**Exercise materials**:
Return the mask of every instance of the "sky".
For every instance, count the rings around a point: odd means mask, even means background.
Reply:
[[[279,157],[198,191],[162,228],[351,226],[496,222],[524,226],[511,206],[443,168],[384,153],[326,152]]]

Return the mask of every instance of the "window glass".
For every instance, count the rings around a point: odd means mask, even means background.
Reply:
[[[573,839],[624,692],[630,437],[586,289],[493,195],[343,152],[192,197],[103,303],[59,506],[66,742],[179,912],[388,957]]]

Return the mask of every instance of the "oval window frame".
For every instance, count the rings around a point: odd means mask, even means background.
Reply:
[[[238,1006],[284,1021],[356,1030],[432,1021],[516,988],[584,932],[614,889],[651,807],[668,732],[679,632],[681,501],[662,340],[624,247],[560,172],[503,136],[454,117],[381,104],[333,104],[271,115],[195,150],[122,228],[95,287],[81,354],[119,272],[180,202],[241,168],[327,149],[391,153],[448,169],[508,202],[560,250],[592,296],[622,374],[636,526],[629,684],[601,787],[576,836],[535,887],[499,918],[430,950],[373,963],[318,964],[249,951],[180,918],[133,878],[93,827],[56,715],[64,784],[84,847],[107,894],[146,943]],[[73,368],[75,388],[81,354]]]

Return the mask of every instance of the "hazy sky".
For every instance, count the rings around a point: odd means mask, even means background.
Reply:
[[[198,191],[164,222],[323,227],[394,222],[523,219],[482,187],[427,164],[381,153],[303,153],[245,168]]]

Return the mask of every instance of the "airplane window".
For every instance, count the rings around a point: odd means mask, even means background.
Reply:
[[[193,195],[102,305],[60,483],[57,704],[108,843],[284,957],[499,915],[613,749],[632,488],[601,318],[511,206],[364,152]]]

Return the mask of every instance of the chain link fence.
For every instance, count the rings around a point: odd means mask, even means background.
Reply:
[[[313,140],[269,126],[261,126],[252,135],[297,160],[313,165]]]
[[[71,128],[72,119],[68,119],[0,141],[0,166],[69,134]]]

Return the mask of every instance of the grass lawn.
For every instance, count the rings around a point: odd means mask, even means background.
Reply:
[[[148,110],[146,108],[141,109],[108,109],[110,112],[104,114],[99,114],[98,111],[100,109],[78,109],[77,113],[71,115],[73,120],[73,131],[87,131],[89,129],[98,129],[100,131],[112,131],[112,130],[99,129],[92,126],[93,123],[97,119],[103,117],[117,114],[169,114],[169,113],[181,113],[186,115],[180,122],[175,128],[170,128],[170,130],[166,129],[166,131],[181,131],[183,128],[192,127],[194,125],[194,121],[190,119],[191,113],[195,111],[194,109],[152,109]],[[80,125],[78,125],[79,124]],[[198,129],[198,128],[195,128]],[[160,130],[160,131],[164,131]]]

**What the exercise asks**: Repeat every one of the items above word for word, with no changes.

**Final result**:
Return the mask of every instance of the "sky".
For every instance, count the rings around a point: odd means mask, even means background.
Reply:
[[[279,157],[198,191],[162,228],[351,226],[496,222],[524,226],[511,206],[443,168],[384,153],[326,152]]]

Return the mask of every instance of the "window glass".
For every instance, count the rings around a point: odd means mask, even means background.
Reply:
[[[573,839],[624,692],[630,437],[586,289],[493,195],[343,152],[192,197],[103,303],[59,506],[66,742],[179,912],[388,957]]]

Return the mask of every instance of the "oval window frame".
For every instance, count the rings around a point: odd means mask, even means background.
Reply:
[[[238,1006],[284,1021],[356,1030],[432,1021],[516,988],[584,932],[614,889],[651,807],[668,732],[679,632],[681,501],[662,340],[624,247],[560,172],[503,136],[454,117],[381,104],[333,104],[271,115],[195,150],[122,228],[95,287],[81,354],[119,272],[180,202],[241,168],[327,149],[391,153],[448,169],[508,202],[560,250],[592,296],[622,374],[636,526],[629,684],[601,787],[576,836],[535,887],[499,918],[430,950],[373,963],[318,964],[249,951],[180,918],[133,878],[93,827],[56,715],[64,784],[84,847],[107,894],[146,943]],[[73,368],[75,388],[81,354]]]

Return the mask of every instance of the "hazy sky".
For every instance, count the rings around a point: odd means mask, even means background.
Reply:
[[[198,191],[164,222],[323,227],[394,222],[523,219],[482,187],[427,164],[381,153],[303,153],[245,168]]]

Return the mask of every instance of the "airplane window".
For every instance, count the rings around a point: odd means mask, even means background.
Reply:
[[[193,195],[102,305],[60,483],[57,704],[108,843],[284,957],[499,915],[613,749],[632,488],[601,318],[511,206],[364,152]]]

Return the mask of every instance of the chain link fence.
For every instance, count the rings around a point: odd means mask, even means background.
Reply:
[[[313,140],[269,126],[261,126],[252,135],[297,160],[313,165]]]
[[[71,128],[72,119],[68,119],[0,141],[0,166],[69,134]]]

Return the mask of every instance of the grass lawn.
For every instance, count the rings around a point: odd means mask, even means background.
Reply:
[[[148,110],[146,108],[141,109],[108,109],[110,112],[104,114],[99,114],[98,111],[100,109],[78,109],[77,113],[71,115],[73,120],[73,131],[87,131],[89,129],[98,129],[100,131],[112,131],[112,130],[99,129],[92,126],[93,123],[97,119],[103,117],[117,114],[169,114],[169,113],[181,113],[186,115],[180,122],[175,128],[170,128],[170,130],[166,129],[166,131],[181,131],[183,128],[192,127],[194,125],[194,121],[190,119],[191,113],[195,111],[194,109],[152,109]],[[80,125],[78,125],[79,124]],[[198,129],[198,128],[195,128]],[[160,130],[160,131],[164,131]]]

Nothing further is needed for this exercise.